(Data for bounding box labeling)
※ ※ ※

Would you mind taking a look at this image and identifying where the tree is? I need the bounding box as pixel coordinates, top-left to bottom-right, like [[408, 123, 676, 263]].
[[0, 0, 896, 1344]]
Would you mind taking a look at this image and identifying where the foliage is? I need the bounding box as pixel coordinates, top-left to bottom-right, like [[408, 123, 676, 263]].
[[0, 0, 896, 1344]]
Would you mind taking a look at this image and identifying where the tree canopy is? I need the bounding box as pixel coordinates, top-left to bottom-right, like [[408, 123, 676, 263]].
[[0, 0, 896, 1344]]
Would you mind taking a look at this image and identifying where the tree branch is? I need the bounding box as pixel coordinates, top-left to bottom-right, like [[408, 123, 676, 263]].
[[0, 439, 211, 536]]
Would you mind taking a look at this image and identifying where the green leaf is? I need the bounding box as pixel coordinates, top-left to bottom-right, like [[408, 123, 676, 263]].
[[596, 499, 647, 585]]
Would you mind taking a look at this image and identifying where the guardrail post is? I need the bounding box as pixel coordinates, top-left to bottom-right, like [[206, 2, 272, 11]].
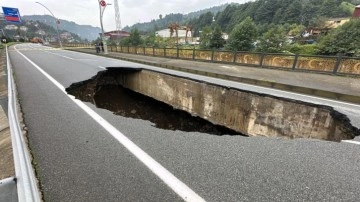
[[259, 52, 265, 67], [176, 46, 179, 59], [233, 51, 237, 64], [292, 54, 299, 70], [211, 49, 215, 62], [333, 53, 343, 74]]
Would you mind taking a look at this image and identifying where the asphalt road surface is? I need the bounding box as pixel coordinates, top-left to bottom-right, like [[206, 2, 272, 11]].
[[9, 44, 360, 201]]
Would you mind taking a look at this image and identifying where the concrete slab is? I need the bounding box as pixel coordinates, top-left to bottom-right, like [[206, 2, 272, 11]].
[[0, 177, 18, 202]]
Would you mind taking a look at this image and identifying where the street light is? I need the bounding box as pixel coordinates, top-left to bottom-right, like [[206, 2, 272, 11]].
[[98, 0, 111, 54], [35, 2, 62, 48]]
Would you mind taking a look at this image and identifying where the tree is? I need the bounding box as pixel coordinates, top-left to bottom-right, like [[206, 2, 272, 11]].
[[226, 17, 257, 51], [200, 26, 211, 49], [210, 25, 225, 49], [317, 19, 360, 56], [257, 25, 287, 53], [129, 28, 142, 46]]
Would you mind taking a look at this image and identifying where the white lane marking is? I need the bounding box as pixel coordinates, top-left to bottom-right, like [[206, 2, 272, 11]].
[[341, 140, 360, 145], [43, 50, 75, 60], [14, 45, 205, 202]]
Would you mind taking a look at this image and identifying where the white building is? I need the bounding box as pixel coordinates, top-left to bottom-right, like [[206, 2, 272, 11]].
[[155, 29, 191, 38]]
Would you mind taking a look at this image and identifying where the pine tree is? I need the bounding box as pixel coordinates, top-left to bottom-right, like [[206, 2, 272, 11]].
[[210, 25, 225, 49], [227, 17, 257, 51]]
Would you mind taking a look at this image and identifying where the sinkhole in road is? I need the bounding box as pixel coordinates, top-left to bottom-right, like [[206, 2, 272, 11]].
[[67, 72, 241, 135], [66, 68, 360, 142]]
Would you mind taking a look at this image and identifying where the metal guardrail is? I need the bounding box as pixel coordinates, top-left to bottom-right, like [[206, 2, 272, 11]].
[[59, 44, 360, 76], [5, 46, 41, 202]]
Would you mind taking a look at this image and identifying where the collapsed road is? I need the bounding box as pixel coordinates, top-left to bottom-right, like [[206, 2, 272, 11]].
[[4, 44, 360, 201], [67, 68, 360, 141]]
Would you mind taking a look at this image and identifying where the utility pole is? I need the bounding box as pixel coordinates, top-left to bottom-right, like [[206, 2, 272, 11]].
[[98, 0, 111, 54], [35, 2, 62, 48]]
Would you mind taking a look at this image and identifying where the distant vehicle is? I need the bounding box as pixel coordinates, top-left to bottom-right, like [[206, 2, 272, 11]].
[[30, 37, 43, 44]]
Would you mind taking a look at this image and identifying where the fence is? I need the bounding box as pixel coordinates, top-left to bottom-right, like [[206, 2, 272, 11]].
[[62, 44, 360, 76]]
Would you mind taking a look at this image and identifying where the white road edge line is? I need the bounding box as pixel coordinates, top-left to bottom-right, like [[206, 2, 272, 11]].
[[14, 45, 205, 202], [5, 46, 41, 202], [341, 140, 360, 145], [41, 50, 75, 60]]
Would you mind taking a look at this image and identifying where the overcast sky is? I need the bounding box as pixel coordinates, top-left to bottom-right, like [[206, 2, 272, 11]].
[[0, 0, 253, 31]]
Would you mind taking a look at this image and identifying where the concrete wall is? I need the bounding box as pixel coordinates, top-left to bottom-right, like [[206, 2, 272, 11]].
[[116, 70, 354, 141]]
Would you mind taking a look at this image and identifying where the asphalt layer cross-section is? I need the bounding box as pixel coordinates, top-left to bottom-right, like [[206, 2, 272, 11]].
[[10, 44, 360, 201]]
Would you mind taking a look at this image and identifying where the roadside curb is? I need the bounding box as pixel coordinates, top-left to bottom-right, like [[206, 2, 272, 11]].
[[67, 49, 360, 104]]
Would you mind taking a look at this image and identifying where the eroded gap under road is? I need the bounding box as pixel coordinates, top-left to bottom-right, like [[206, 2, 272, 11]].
[[66, 71, 242, 135], [66, 68, 360, 142]]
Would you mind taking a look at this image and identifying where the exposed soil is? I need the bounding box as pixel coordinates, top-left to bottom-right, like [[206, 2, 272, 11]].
[[66, 71, 241, 135]]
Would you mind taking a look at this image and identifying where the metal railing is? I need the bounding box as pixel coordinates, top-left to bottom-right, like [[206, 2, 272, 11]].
[[61, 44, 360, 76], [6, 46, 41, 202]]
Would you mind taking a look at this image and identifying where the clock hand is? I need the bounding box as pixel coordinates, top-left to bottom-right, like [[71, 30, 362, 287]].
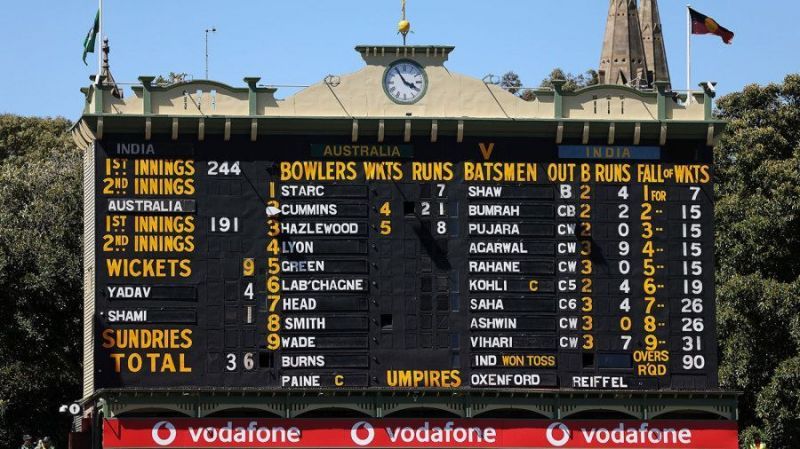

※ ※ ※

Task instructions: Reproduce the data above with every instance of "pixel coordinates" swapped for "pixel positions", changing nothing else. Omit the pictures from your answer.

Complete response:
Would you mind taking a look at this image and identifying where the tree is? I need the bounding box as pixel positions, top-left to bottom-right, like [[408, 123, 676, 263]].
[[0, 0, 896, 1344]]
Would you mind taking a look at this image and identifying where the foliage is? I need the bounding box as pixel positions, top-left to bottom-right, like [[408, 123, 676, 263]].
[[0, 0, 896, 1344]]
Would you mind taking a look at this image and identifying where the tree canopy is? I need the bounding box as pixel positions, top-left to bottom-right, like [[408, 123, 676, 263]].
[[0, 0, 896, 1344]]
Would you mind taking a look at this image and identifying where the tree branch is? I need the bounding box as pixel positions, top-left to bottom-right, like [[408, 123, 676, 263]].
[[0, 439, 211, 536]]
Would you mind taking a look at this image and identifying where the green leaf is? I need the bounding box as pixel positions, top-left to bottom-right, like [[408, 123, 676, 263]].
[[596, 499, 647, 585]]
Would you mind taking a look at this image and identifying where the guardrail post is? I need the bounding box as pixel positions, top-left to bottom-right, like [[206, 2, 272, 11]].
[[259, 52, 265, 67], [176, 46, 179, 59], [233, 51, 237, 64], [292, 54, 299, 70], [211, 49, 215, 62], [333, 53, 343, 74]]
Would you mind taking a look at this image and identifying where the asphalt road surface is? I need the bounding box as pixel positions, top-left to bottom-right, like [[206, 2, 272, 11]].
[[9, 44, 360, 201]]
Would you mind taking a look at this image and identifying where the concrete slab is? I need the bounding box as pixel positions, top-left to bottom-right, like [[206, 2, 272, 11]].
[[0, 177, 18, 202]]
Would you mind taking a look at this image and identifying where the street light is? I need the bounding box as pixel positions, top-left to bottom-right, like [[206, 2, 272, 11]].
[[98, 0, 111, 54], [35, 2, 62, 48]]
Would you mind taking a look at this image and identifying where the tree is? I need the bounding box as pixel positions, top-left to bottom-right, like [[206, 2, 272, 11]].
[[226, 17, 257, 51], [200, 26, 211, 49], [210, 25, 225, 49], [317, 19, 360, 56], [257, 25, 287, 53], [129, 28, 142, 46]]
Would you mind taking a look at this image and identifying where the white lane marking is? I need the bounding box as pixel positions, top-left to bottom-right, like [[206, 2, 272, 11]].
[[341, 140, 360, 145], [43, 50, 75, 60], [14, 45, 205, 202]]
Would you mind taking a look at this image and identifying where the white building is? I need the bounding box as pixel positions, top-left to bottom-right, like [[206, 2, 272, 11]].
[[155, 29, 191, 38]]
Would you mind taking a look at this image and identifying where the pine tree is? I need the bounding box as pixel positions, top-left to bottom-right, like [[206, 2, 272, 11]].
[[210, 25, 225, 49], [227, 17, 257, 51]]
Would you mind taking a look at this image and identifying where the sinkhole in road is? I need the bounding box as pixel positions, top-left to bottom-right, like [[206, 2, 272, 11]].
[[67, 72, 241, 135], [66, 68, 360, 142]]
Would you mind taking a look at this image and identifying where the metal guardrail is? I need the bounding box as pixel positions, top-left to bottom-right, like [[206, 2, 272, 11]].
[[59, 44, 360, 76], [5, 46, 41, 202]]
Would you mind taking a look at this image and identifying where the collapsed road is? I need the bounding box as pixel positions, top-left to bottom-right, like [[206, 2, 272, 11]].
[[4, 44, 360, 201], [67, 68, 360, 141]]
Would you mind taking a look at this image and identifying where the utility pole is? I need the bounding box as pixel positions, top-left to bottom-right, like [[206, 2, 272, 11]].
[[98, 0, 111, 54], [35, 2, 62, 48]]
Would you mind taking a look at this image and identifying where the distant vehicle is? I need the bounding box as pixel positions, top-left to bottom-right, like [[206, 2, 272, 11]].
[[30, 37, 43, 44]]
Would you mind taking a look at this image and identifying where the fence is? I need the bounding box as pixel positions, top-left to bottom-right, like [[206, 2, 272, 11]].
[[62, 44, 360, 76]]
Would you mind taking a look at this image and identifying where the white road edge line is? I need the bounding box as pixel positions, top-left to bottom-right, like [[206, 2, 272, 11]].
[[14, 45, 205, 202], [5, 46, 41, 202], [341, 140, 360, 145], [41, 50, 75, 60]]
Would you mind taking a look at this image and identifying where the overcast sky is? I need the bounding box as pixel positions, top-left to bottom-right, like [[206, 2, 272, 11]].
[[0, 0, 253, 31]]
Would you mind taking a look at this image and identifying where the concrete wall is? I need the bounding box as pixel positions, top-left to bottom-right, like [[206, 2, 272, 11]].
[[116, 70, 354, 141]]
Would you mind taking a look at this image and identifying where the asphalt layer cross-section is? I need the bounding box as pixel positions, top-left to bottom-right, like [[206, 2, 272, 11]].
[[10, 44, 360, 201]]
Would you mind taking a look at this image and identifying where the roadside curb is? I need the bounding box as pixel positions, top-left to bottom-right, like [[206, 2, 272, 11]].
[[67, 49, 360, 104]]
Would you mind taking a look at this image and identifying where the eroded gap under road is? I need the bounding box as pixel positions, top-left to bottom-right, like [[206, 2, 272, 11]].
[[66, 71, 242, 135], [66, 68, 360, 142]]
Would you mind taking a look at this image and identifying where the exposed soil is? I need the bounding box as pixel positions, top-left to bottom-right, like [[206, 2, 272, 11]].
[[66, 71, 241, 135]]
Would you mind taking a look at this image and identifying where the metal railing is? I need the bounding box as pixel positions, top-left to bottom-right, like [[206, 2, 272, 11]].
[[61, 44, 360, 76], [6, 46, 41, 202]]
Would you mind taking a look at this image and identifying where the clock hand is? I need the bounding box as pixel positions, top-left to bottom-right, like [[71, 30, 362, 287]].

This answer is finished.